:: WHAT IS NEEDED ::
Rewrite the portion of the data that opens with the line containing "Tag the limestone" and closes with the line containing "point(465, 374)", replacing "circular logo icon" with "round logo icon" throughout and leaving everything else unchanged. Return only those lines.
···
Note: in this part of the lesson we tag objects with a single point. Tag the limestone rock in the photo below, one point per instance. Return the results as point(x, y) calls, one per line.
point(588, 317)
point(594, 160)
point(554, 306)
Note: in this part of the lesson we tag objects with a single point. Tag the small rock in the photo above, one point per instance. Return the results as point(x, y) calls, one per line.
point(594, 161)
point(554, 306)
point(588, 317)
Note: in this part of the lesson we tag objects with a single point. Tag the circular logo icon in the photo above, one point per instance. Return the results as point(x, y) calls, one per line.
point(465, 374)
···
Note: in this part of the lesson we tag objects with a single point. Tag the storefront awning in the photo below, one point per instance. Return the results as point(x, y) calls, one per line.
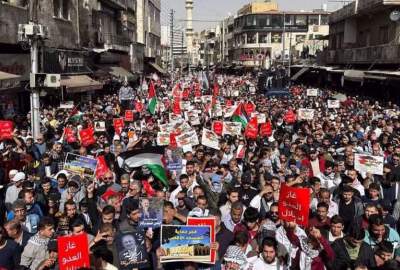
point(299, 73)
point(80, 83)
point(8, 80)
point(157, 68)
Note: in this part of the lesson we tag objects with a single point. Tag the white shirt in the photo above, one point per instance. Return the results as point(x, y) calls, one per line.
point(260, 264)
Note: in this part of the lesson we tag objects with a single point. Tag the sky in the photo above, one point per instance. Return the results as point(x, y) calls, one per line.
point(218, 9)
···
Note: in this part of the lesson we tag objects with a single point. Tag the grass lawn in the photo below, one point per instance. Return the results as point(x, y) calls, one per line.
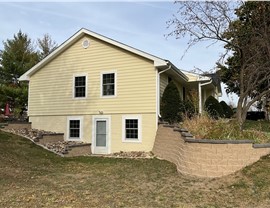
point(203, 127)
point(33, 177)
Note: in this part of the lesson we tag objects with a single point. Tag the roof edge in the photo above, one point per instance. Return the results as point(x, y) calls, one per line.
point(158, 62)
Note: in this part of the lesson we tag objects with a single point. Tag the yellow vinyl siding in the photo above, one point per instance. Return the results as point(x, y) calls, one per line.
···
:: EXERCISE OUTPUT ::
Note: in this part of the lesson we tag objects with a single point. Tag the limestone rock in the photo below, one point per instance. Return the results as point(x, y) calls, one per line.
point(588, 317)
point(594, 160)
point(554, 306)
Note: in this part of the lesson we tag objects with a single point. Tag the small rock in the photo above, one point per instance. Return the results as point(x, y) calls, one per line.
point(594, 161)
point(554, 306)
point(588, 317)
Note: in this part of the lesson we tag objects with a single point. Tag the round logo icon in the photo above, one point per instance. Return the results as point(x, y) calls, one per line.
point(465, 374)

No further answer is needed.